▸ **PASSAGE**:
:::
Hey,
The DESeq2 PCA function will [I believe] convert a continuous variable to categorical, which is likely not what you want. This is fine, as DESeq2 is primarily about normalising RNA-seq data and conducting differential expression.
In any case, you can do this with my own package, PCAtools, which should fit nicely with your DESeq2 variance-stabilised expression values and metadata. Here is a reproducible example, taken from my vignette: PCAtools: everything Principal Component Analysis:
1, load breast cancer data from GEO
library(Biobase)
library(GEOquery)
# load series and platform data from GEO
gset <- getGEO('GSE2990', GSEMatrix = TRUE, getGPL = FALSE)
x <- exprs(gset[[1]])
# remove Affymetrix control probes
x <- x[-grep('^AFFX', rownames(x)),]
# extract information of interest from the phenotype data (pdata)
idx <- which(colnames(pData(gset[[1]])) %in%
c('age:ch1', 'distant rfs:ch1', 'er:ch1',
'ggi:ch1', 'grade:ch1', 'size:ch1',
'time rfs:ch1'))
metadata <- data.frame(pData(gset[[1]])[,idx],
row.names = rownames(pData(gset[[1]])))
# tidy column names
colnames(metadata) <- c('Age', 'Distant.RFS', 'ER', 'GGI', 'Grade',
'Size', 'Time.RFS')
# prepare certain phenotypes
metadata$Age <- as.numeric(gsub('^KJ', NA, metadata$Age))
metadata$Distant.RFS <- factor(metadata$Distant.RFS, levels=c(0,1))
metadata$ER <- factor(gsub('\\?', NA, metadata$ER), levels=c(0,1))
metadata$ER <- factor(ifelse(metadata$ER == 1, 'ER+', 'ER-'), levels = c('ER-', 'ER+'))
:::
▸ **INPUT DATA**:
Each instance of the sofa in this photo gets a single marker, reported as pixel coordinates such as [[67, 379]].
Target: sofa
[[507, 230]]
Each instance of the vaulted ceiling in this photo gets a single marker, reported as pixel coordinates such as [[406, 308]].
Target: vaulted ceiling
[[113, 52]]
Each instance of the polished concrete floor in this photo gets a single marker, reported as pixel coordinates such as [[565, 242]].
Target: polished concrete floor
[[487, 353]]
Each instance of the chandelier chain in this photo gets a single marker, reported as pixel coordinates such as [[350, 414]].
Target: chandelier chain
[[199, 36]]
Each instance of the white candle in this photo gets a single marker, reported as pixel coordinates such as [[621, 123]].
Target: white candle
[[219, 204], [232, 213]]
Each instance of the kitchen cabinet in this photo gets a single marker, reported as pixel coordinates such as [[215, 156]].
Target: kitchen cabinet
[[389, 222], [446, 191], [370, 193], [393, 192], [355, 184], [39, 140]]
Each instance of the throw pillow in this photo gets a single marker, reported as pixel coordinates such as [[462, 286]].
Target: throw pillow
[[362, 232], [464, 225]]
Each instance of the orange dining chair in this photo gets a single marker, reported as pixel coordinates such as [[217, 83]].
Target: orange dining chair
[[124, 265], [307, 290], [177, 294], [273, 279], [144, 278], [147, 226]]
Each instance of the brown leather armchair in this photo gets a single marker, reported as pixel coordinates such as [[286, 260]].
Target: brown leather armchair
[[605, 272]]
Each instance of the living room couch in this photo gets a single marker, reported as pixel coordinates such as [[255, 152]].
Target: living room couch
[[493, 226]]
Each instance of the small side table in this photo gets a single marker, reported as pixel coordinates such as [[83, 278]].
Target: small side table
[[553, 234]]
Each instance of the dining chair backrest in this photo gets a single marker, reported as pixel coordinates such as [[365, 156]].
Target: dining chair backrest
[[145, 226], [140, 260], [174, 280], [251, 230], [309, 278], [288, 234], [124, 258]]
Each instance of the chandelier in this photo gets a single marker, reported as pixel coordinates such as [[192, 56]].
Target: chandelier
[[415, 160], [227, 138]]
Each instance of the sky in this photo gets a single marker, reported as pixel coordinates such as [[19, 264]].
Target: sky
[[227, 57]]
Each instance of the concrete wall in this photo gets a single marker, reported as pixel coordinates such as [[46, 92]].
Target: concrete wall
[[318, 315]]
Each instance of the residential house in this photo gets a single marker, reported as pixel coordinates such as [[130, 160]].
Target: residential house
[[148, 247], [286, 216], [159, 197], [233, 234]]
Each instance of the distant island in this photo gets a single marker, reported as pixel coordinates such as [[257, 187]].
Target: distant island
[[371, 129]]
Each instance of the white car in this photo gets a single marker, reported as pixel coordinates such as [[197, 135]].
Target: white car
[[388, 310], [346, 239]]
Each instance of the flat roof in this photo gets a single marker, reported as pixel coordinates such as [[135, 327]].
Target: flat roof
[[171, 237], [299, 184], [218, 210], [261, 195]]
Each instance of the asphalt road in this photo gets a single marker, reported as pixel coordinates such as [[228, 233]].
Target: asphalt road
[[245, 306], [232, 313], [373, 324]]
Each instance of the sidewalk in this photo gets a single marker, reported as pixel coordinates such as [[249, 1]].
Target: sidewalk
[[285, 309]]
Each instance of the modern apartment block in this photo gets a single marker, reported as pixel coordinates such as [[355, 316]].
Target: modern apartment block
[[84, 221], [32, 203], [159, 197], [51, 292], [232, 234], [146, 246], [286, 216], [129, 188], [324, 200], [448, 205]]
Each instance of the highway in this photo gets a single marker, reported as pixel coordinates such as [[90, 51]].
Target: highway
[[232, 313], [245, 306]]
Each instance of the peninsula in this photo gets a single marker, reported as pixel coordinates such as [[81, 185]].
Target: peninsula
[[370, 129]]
:::
▸ **EXERCISE DIRECTIONS**:
Using the PCAtools post, decide whether each statement below agrees with it. Answer yes or no and quote the exact words of the PCAtools post that settle it.
(a) The example loads its data from the GEO series GSE2990.
(b) The post describes DESeq2 as mainly a tool for principal component analysis.
(c) The code converts the Age column into a factor.

▸ **SOLUTION TO THE EXERCISE**:
(a) Yes: "gset <- getGEO('GSE2990', GSEMatrix = TRUE, getGPL = FALSE)"
(b) No: "DESeq2 is primarily about normalising RNA-seq data and conducting differential expression"
(c) No: "metadata$Age <- as.numeric(gsub('^KJ', NA, metadata$Age))"